▸ Records from a collection:
+ + + +
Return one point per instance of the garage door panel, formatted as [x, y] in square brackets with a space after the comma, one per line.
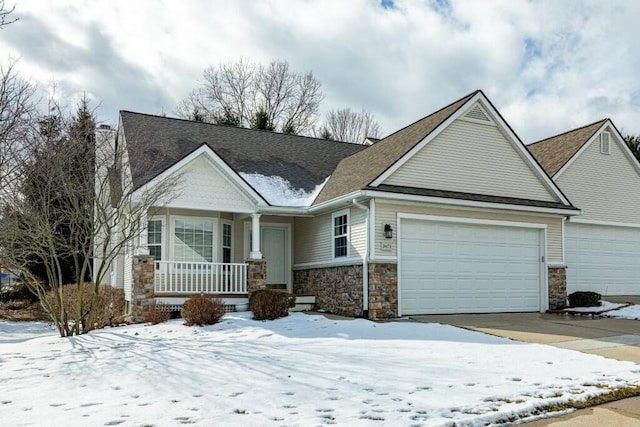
[466, 268]
[603, 259]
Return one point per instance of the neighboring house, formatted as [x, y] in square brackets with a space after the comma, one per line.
[596, 170]
[450, 214]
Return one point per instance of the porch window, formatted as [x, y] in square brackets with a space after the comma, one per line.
[340, 234]
[193, 240]
[154, 238]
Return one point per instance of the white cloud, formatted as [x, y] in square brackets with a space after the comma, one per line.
[548, 66]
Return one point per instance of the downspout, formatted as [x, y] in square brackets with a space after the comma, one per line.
[365, 258]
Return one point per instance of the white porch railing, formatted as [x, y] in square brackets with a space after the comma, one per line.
[176, 277]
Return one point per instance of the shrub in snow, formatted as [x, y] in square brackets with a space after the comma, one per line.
[202, 310]
[269, 305]
[157, 313]
[109, 306]
[585, 299]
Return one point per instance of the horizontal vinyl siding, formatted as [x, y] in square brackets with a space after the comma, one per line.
[471, 158]
[386, 213]
[604, 186]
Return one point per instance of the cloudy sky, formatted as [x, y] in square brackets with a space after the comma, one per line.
[548, 66]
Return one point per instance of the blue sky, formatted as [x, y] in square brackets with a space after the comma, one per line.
[548, 66]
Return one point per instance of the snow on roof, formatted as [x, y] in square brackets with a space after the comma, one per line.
[279, 192]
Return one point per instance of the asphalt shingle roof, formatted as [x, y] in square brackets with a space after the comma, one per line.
[161, 141]
[359, 170]
[554, 152]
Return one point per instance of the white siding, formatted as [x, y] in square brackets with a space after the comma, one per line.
[386, 213]
[204, 186]
[472, 158]
[604, 186]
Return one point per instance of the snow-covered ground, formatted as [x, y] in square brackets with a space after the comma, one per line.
[301, 370]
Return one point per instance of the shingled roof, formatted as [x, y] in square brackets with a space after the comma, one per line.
[359, 170]
[305, 162]
[553, 153]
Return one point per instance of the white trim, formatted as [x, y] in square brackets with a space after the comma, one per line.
[542, 242]
[505, 129]
[252, 195]
[606, 223]
[334, 215]
[324, 264]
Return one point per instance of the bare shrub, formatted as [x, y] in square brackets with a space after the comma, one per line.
[269, 305]
[157, 313]
[109, 308]
[202, 310]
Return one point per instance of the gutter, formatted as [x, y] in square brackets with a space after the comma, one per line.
[365, 258]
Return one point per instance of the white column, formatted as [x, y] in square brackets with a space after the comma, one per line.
[141, 248]
[255, 237]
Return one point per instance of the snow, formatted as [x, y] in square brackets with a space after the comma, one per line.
[279, 192]
[301, 370]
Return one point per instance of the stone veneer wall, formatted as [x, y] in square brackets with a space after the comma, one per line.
[383, 291]
[557, 278]
[142, 287]
[337, 290]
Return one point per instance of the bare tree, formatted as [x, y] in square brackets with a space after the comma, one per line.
[76, 202]
[18, 111]
[236, 92]
[4, 14]
[349, 126]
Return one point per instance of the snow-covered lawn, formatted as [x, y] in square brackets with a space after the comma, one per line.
[301, 370]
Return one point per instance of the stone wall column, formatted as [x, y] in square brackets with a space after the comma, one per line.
[557, 278]
[142, 287]
[256, 274]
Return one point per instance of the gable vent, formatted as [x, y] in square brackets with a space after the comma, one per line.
[478, 113]
[605, 143]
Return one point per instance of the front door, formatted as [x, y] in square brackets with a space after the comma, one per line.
[274, 244]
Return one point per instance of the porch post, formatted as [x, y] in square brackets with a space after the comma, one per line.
[255, 237]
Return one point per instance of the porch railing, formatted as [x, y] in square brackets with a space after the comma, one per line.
[175, 277]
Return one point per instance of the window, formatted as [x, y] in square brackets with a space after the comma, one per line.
[154, 238]
[226, 242]
[605, 143]
[340, 234]
[193, 240]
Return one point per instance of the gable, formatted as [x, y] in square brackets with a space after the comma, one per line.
[205, 185]
[472, 155]
[604, 186]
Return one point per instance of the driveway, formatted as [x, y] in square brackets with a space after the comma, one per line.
[614, 338]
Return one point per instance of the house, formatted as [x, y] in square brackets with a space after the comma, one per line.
[451, 214]
[596, 170]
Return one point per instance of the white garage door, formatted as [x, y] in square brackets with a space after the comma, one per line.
[603, 259]
[449, 267]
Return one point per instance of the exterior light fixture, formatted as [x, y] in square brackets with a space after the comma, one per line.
[388, 231]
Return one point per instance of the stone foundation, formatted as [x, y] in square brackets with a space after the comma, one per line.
[383, 291]
[337, 290]
[142, 287]
[557, 278]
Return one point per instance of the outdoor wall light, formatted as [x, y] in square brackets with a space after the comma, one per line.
[388, 231]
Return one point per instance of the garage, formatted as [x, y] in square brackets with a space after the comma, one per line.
[603, 259]
[468, 267]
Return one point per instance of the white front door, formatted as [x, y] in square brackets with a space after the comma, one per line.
[273, 240]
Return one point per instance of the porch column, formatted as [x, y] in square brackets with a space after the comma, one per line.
[142, 247]
[255, 237]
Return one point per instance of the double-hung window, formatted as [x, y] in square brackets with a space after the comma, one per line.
[340, 234]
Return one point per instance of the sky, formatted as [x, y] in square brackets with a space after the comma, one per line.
[548, 66]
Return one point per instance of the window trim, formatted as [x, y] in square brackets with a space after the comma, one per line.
[216, 237]
[347, 213]
[605, 143]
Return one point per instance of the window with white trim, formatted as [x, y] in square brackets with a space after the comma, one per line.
[227, 239]
[154, 238]
[193, 239]
[605, 143]
[340, 222]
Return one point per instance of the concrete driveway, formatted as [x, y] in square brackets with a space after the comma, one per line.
[614, 338]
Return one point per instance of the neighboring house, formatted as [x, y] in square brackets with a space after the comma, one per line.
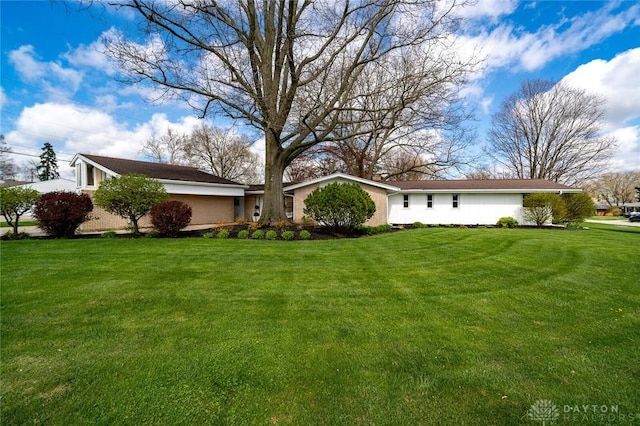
[379, 192]
[217, 200]
[629, 208]
[437, 202]
[212, 199]
[465, 202]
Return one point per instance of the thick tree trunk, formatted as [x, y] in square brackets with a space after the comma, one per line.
[273, 204]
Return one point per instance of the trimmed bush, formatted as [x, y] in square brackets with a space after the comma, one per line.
[340, 206]
[60, 213]
[169, 217]
[507, 222]
[281, 225]
[305, 235]
[288, 235]
[271, 235]
[130, 196]
[257, 234]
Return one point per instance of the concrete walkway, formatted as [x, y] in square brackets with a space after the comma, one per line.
[34, 231]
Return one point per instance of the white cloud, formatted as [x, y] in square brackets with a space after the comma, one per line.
[506, 45]
[25, 61]
[617, 80]
[3, 98]
[627, 156]
[492, 9]
[93, 55]
[75, 129]
[51, 78]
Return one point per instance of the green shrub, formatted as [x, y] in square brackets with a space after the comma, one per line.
[223, 234]
[340, 206]
[305, 235]
[281, 225]
[130, 196]
[169, 217]
[14, 202]
[542, 207]
[60, 213]
[373, 230]
[507, 222]
[288, 235]
[271, 235]
[19, 236]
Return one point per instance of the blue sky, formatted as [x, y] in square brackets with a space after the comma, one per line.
[57, 86]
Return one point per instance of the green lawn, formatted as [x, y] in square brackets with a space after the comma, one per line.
[430, 326]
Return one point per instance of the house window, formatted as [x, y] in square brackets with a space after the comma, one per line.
[90, 175]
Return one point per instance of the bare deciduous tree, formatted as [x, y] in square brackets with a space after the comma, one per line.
[285, 67]
[550, 131]
[224, 153]
[616, 189]
[167, 148]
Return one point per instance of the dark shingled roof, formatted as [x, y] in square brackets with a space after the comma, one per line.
[481, 184]
[157, 170]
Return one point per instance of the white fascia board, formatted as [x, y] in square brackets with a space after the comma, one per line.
[202, 188]
[93, 163]
[337, 176]
[486, 191]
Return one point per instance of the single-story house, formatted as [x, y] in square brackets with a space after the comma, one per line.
[51, 185]
[217, 200]
[629, 208]
[437, 202]
[212, 199]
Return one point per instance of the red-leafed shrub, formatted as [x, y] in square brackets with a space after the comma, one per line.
[169, 217]
[60, 213]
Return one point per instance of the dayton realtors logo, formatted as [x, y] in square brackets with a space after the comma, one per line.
[545, 411]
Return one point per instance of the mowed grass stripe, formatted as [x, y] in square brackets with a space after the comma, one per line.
[432, 326]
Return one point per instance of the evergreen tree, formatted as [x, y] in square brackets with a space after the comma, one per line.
[48, 168]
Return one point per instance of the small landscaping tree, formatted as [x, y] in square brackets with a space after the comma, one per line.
[542, 207]
[14, 202]
[60, 213]
[578, 207]
[130, 196]
[340, 206]
[169, 217]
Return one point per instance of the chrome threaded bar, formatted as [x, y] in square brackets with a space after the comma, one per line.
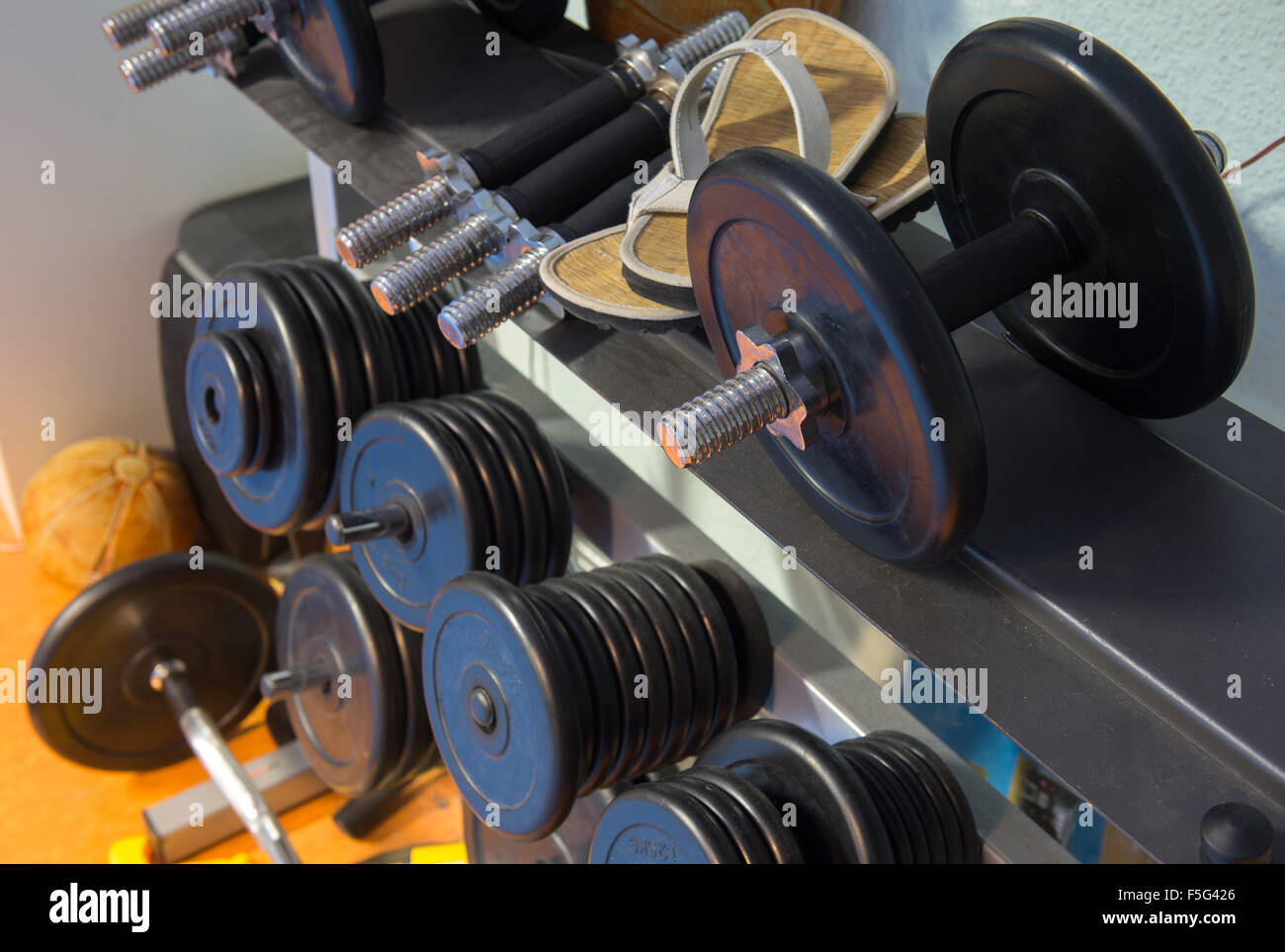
[723, 416]
[172, 30]
[127, 27]
[418, 275]
[712, 35]
[476, 312]
[396, 222]
[150, 67]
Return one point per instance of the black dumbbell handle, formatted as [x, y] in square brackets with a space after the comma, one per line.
[609, 209]
[531, 140]
[590, 166]
[993, 269]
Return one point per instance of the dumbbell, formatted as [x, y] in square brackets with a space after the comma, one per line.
[478, 311]
[287, 356]
[350, 677]
[435, 488]
[1057, 164]
[531, 141]
[543, 694]
[180, 648]
[770, 792]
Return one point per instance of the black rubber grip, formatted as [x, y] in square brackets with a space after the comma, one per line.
[591, 166]
[993, 269]
[609, 209]
[530, 141]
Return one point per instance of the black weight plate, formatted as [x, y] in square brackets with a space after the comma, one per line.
[333, 50]
[216, 620]
[946, 777]
[577, 680]
[749, 633]
[719, 631]
[625, 663]
[698, 659]
[502, 523]
[904, 832]
[656, 703]
[603, 724]
[900, 772]
[836, 819]
[1015, 108]
[339, 352]
[372, 347]
[784, 847]
[568, 844]
[522, 479]
[398, 455]
[933, 787]
[659, 823]
[553, 479]
[677, 665]
[762, 221]
[277, 497]
[740, 827]
[418, 748]
[350, 732]
[517, 767]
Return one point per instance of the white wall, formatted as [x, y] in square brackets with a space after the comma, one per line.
[1219, 62]
[78, 257]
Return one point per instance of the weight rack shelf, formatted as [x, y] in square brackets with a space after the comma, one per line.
[1114, 678]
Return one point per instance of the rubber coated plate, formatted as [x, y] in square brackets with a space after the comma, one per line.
[603, 721]
[568, 844]
[780, 839]
[333, 50]
[352, 725]
[399, 457]
[946, 777]
[724, 648]
[216, 620]
[553, 480]
[522, 479]
[1019, 119]
[743, 831]
[698, 659]
[502, 523]
[762, 222]
[658, 823]
[372, 348]
[836, 820]
[625, 664]
[496, 698]
[277, 497]
[748, 629]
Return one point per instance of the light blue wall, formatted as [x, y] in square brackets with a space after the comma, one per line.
[1219, 60]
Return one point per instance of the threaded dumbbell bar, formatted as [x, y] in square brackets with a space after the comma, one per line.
[525, 145]
[770, 792]
[547, 693]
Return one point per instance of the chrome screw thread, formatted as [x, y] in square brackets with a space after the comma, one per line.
[712, 35]
[476, 312]
[723, 416]
[127, 27]
[172, 30]
[393, 223]
[418, 275]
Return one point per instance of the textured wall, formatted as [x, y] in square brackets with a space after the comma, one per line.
[1217, 60]
[78, 257]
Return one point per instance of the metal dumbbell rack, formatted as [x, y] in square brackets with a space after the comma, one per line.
[1114, 678]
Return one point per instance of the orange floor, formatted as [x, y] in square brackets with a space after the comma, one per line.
[55, 811]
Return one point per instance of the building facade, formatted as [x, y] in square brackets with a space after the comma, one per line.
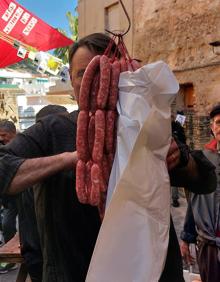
[185, 34]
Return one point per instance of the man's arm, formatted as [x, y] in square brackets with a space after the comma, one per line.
[33, 171]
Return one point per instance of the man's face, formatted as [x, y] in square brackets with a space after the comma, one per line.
[80, 60]
[6, 136]
[215, 126]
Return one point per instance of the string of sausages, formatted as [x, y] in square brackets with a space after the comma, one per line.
[97, 124]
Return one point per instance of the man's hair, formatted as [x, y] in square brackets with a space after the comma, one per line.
[50, 109]
[7, 125]
[95, 42]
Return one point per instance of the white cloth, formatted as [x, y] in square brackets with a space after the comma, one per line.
[133, 239]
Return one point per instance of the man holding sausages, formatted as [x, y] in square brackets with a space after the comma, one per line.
[45, 153]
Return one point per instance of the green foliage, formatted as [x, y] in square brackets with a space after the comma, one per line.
[63, 53]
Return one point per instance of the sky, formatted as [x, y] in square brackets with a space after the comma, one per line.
[52, 12]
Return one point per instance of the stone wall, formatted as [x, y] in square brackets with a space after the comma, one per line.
[178, 32]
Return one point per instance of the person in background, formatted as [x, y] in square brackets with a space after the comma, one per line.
[202, 221]
[28, 229]
[179, 135]
[45, 154]
[10, 212]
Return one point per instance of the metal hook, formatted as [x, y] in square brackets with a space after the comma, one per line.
[129, 22]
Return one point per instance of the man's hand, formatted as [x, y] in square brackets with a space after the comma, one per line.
[185, 252]
[173, 155]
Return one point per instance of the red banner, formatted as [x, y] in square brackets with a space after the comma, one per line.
[17, 23]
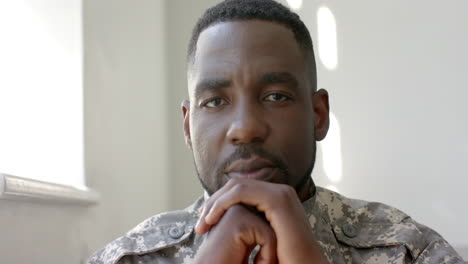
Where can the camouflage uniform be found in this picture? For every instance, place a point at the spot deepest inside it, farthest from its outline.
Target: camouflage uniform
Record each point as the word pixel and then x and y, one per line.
pixel 348 231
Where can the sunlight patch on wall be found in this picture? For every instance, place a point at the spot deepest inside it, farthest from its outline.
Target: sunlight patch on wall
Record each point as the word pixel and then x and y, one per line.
pixel 331 152
pixel 327 39
pixel 41 95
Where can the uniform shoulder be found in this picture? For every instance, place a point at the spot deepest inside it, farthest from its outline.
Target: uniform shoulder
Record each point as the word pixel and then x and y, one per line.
pixel 362 224
pixel 157 232
pixel 338 208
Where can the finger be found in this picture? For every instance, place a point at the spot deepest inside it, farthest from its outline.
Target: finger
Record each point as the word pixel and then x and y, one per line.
pixel 202 227
pixel 268 250
pixel 253 193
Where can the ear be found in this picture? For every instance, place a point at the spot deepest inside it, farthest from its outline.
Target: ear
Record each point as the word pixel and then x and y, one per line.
pixel 186 116
pixel 321 109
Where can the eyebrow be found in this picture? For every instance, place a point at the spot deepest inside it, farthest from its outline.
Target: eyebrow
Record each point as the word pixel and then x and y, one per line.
pixel 278 78
pixel 211 84
pixel 264 80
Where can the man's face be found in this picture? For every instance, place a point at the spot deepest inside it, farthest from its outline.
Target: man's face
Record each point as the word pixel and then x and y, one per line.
pixel 252 111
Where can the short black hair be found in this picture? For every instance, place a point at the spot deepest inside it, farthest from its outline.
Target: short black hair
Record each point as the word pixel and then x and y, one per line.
pixel 267 10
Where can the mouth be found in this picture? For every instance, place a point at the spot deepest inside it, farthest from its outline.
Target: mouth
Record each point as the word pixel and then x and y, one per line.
pixel 252 168
pixel 264 174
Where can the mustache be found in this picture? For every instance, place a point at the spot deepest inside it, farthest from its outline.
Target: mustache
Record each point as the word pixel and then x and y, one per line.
pixel 248 151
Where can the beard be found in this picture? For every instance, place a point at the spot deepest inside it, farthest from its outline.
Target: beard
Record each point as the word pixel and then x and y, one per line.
pixel 211 185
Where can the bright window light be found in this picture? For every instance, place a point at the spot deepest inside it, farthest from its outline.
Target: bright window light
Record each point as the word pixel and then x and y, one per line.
pixel 41 95
pixel 295 4
pixel 331 152
pixel 327 43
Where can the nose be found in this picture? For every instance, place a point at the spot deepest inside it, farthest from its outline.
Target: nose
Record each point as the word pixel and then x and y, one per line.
+ + + +
Check every line of the records above for the string "shoulder". Copy those that hold it.

Where can the uniform shoulder be found in this picture? For every instance, place a point at the spot deepest inside it, farthest from its outline.
Target: uniform shoulder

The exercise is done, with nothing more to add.